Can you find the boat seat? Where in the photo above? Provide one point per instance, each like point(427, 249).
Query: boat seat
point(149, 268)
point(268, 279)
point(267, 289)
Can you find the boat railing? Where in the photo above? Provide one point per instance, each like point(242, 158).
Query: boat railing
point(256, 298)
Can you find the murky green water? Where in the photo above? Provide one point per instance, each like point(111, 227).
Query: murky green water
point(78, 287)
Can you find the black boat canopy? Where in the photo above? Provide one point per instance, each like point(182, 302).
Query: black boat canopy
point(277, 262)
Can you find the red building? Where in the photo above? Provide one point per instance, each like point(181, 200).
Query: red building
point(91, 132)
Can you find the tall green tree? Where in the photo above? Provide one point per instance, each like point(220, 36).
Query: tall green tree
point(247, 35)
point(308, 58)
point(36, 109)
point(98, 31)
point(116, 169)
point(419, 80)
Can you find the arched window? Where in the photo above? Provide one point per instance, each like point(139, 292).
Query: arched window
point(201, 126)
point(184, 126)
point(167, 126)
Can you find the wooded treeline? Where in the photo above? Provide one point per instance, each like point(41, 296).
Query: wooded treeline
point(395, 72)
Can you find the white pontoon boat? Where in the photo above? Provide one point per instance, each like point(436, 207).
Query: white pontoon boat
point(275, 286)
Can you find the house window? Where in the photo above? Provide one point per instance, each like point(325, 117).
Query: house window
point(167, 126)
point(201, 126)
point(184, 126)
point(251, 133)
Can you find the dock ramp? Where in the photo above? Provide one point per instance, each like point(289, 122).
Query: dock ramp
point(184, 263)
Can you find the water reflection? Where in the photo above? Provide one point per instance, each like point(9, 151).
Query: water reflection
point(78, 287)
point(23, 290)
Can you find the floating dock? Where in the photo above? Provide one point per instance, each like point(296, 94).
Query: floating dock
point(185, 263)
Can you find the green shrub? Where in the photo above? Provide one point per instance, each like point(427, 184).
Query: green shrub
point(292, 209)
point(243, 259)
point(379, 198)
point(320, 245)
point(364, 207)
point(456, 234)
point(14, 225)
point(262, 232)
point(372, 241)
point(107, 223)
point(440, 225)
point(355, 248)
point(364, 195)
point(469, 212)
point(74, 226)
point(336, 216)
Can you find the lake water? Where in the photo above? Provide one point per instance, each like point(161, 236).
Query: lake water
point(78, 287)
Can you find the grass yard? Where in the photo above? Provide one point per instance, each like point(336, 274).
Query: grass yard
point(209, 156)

━━━━━━

Return the records in full, exactly as they read.

Can you find the boat seat? Where in the photo above? Provide one point per instance, each like point(427, 249).
Query: boat seat
point(149, 268)
point(268, 279)
point(267, 289)
Can you find the boat railing? Where in the photo above? Provide one point per instance, each like point(242, 158).
Query: boat railing
point(256, 298)
Can you find the murky green water? Where in the photo above? Provide one point per instance, each like point(111, 227).
Query: murky green water
point(78, 287)
Can you find the black boat canopy? Where in the photo above? Provide one point per instance, each like point(182, 302).
Query: black boat canopy
point(277, 262)
Can you find the red building? Where in the photo above? Provide one point per instance, each like point(181, 200).
Query: red building
point(91, 132)
Can you find the tall green tree? Where in the photo above? Provide one point per instance, each like point(220, 36).
Query: tall green tree
point(247, 35)
point(308, 58)
point(36, 109)
point(98, 31)
point(116, 169)
point(419, 80)
Can you find the arched window? Where in the photo above? Provide one point per instance, each like point(139, 292).
Query: arched window
point(201, 126)
point(184, 126)
point(167, 126)
Can you find the wooded treeline? Where in the photo above? Provide one point per instance, each like point(41, 296).
Query: wooded treeline
point(395, 72)
Can you find the white pontoon boat? Where in the photo above? Provide one point per instance, each like point(436, 207).
Query: white pontoon boat
point(275, 286)
Can you find the house window? Where in the photo above? Provide one point per instance, each like point(325, 117).
Query: house window
point(167, 126)
point(201, 126)
point(184, 126)
point(251, 133)
Can you find the dock ramp? Where in the photo above? Provide one point per instance, each like point(289, 122).
Query: dock ramp
point(184, 263)
Can you find the water reflection? Where in the photo above? Provide one point per instance, each like point(9, 151).
Query: water reflection
point(78, 287)
point(23, 290)
Can you find the floating dock? Where in the photo above? Provide one point per instance, each like point(296, 94).
Query: floating dock
point(185, 263)
Can you find the green shrub? Where in the photo above? Provide one point per instance, each like point(427, 184).
Query: green shrub
point(292, 209)
point(243, 259)
point(379, 198)
point(320, 245)
point(364, 207)
point(456, 234)
point(14, 225)
point(262, 232)
point(372, 241)
point(107, 223)
point(440, 225)
point(355, 248)
point(364, 195)
point(469, 212)
point(74, 226)
point(336, 216)
Can you find the lake water? Where in the photo above? Provide one point per instance, each like point(161, 236).
Query: lake water
point(78, 287)
Can you find the grass yard? Where in the photo above? Provide one point per instance, each like point(336, 274).
Query: grass yard
point(209, 156)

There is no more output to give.